[START EXTRACT PROVIDED]

Bug 504968

Summary: testing NMI watchdog ... <4>WARNING: CPU#0: NMI appears to be stuck (177->177)!
Product: Red Hat Enterprise Linux 5 Reporter: Qian Cai <qcai>
Component: kernelAssignee: Prarit Bhargava <prarit>
Status: CLOSED INSUFFICIENT_DATA QA Contact: Red Hat Kernel QE team <kernel-qe>
Severity: medium Docs Contact:
Priority: low    
Version: 5.3CC: dzickus, jfeeney, syeghiay, yugzhang
Target Milestone: rcKeywords: Reopened
Target Release: ---   
Hardware: x86_64   
OS: Linux   
Whiteboard:
Fixed In Version: Doc Type: Bug Fix
Doc Text:
Story Points: ---
Clone Of: Environment:
Last Closed: 2010-10-06 13:48:10 UTC Type: ---
Regression: --- Mount Type: ---
Documentation: --- CRM:
Verified Versions: Category: ---
oVirt Team: --- RHEL 7.3 requirements from Atomic Host:
Cloudforms Team: --- Target Upstream Version:
Embargoed:
Bug Depends On:    
Bug Blocks: 533192    
Attachments:
Description Flags
acpidump from system none

Description Qian Cai 2009-06-10 08:55:41 UTC
Description of problem:
Both -128.el5 and -152.el5 kernels seem have no functional NMI on dell380-2.rhts.bos.redhat.com

...
CPU1: Thermal monitoring enabled (TM1)
              Intel(R) Pentium(R) D CPU 3.20GHz stepping 04
SMP alternatives: switching to SMP code
Booting processor 2/4 APIC 0x1
Initializing CPU#2
Uhhuh. NMI received for unknown reason 20.
Do you have a strange power saving mode enabled?
Dazed and confused, but trying to continue
Calibrating delay using timer specific routine.. 6384.06 BogoMIPS (lpj=3192034)
CPU: Trace cache: 12K uops
CPU: Physical Processor ID: 0
CPU: Processor Core ID: 0
CPU2: Thermal monitoring enabled (TM1)
              Intel(R) Pentium(R) D CPU 3.20GHz stepping 04
SMP alternatives: switching to SMP code
Booting processor 3/4 APIC 0x3
Initializing CPU#3
Calibrating delay using timer specific routine.. 6384.06 BogoMIPS (lpj=3192031)
CPU: Trace cache: 12K uops, L1 D cache: 16K
CPU: L2 cache: 1024K
CPU: Physical Processor ID: 0
CPU: Processor Core ID: 1
CPU3: Thermal monitoring enabled (TM1)
              Intel(R) Pentium(R) D CPU 3.20GHz stepping 04
Brought up 4 CPUs
testing NMI watchdog ... <4>WARNING: CPU#0: NMI appears to be stuck (177->177)!
...

Version-Release number of selected component (if applicable):
kernel-2.6.18-152.el5
kernel-2.6.18-128.el5

How reproducible:
always

Steps to Reproduce:
1. boot the machine.

Actual results:
NMI appears to be stuck

Expected results:
NMI is working.

Additional info:
Full log of -152.el5 kernel boots,
http://rhts.redhat.com/cgi-bin/rhts/test_log.cgi?id=8480656

Comment 1 Prarit Bhargava 2009-06-10 13:37:52 UTC
Not a regression, pushing to 5.5.

[END EXTRACT PROVIDED]
[START RECORD LIST]

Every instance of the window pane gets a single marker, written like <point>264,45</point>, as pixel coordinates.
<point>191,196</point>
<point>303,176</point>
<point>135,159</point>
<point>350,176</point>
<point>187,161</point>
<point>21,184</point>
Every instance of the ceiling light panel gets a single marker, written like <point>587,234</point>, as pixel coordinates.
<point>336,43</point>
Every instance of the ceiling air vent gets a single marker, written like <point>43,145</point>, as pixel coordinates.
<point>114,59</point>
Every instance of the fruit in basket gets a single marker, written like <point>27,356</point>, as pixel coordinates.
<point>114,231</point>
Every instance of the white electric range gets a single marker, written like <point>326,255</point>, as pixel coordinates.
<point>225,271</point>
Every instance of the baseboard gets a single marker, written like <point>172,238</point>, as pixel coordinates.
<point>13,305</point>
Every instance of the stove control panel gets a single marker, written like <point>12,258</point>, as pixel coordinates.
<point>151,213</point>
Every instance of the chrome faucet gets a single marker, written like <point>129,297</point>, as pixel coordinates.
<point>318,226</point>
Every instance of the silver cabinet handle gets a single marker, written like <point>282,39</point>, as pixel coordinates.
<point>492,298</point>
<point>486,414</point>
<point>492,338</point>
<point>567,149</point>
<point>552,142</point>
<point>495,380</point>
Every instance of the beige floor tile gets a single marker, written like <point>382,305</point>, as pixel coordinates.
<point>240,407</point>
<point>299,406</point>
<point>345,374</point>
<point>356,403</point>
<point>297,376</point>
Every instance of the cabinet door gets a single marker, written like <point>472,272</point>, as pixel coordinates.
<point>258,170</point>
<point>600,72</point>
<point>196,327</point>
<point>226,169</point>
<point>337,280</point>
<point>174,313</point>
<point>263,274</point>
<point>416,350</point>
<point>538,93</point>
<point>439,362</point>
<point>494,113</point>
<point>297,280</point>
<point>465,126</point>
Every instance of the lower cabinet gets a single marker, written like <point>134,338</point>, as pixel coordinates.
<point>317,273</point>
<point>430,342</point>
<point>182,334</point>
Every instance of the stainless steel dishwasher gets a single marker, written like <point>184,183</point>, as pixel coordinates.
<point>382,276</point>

[END RECORD LIST]

→ **OBJECTIVE 1**:
Which two kernel versions does the bug report list under the version-release number of the selected component?
→ **OBJECTIVE 2**:
Reproduce the stretch of the bug report from "Description Qian Cai" through "CPU1: Thermal monitoring enabled (TM1)".
These records have no connection to the bug report.

→ **CORRECT ANSWER 1**:
kernel-2.6.18-152.el5 and kernel-2.6.18-128.el5

→ **CORRECT ANSWER 2**:
Description Qian Cai 2009-06-10 08:55:41 UTC
Description of problem:
Both -128.el5 and -152.el5 kernels seem have no functional NMI on dell380-2.rhts.bos.redhat.com

...
CPU1: Thermal monitoring enabled (TM1)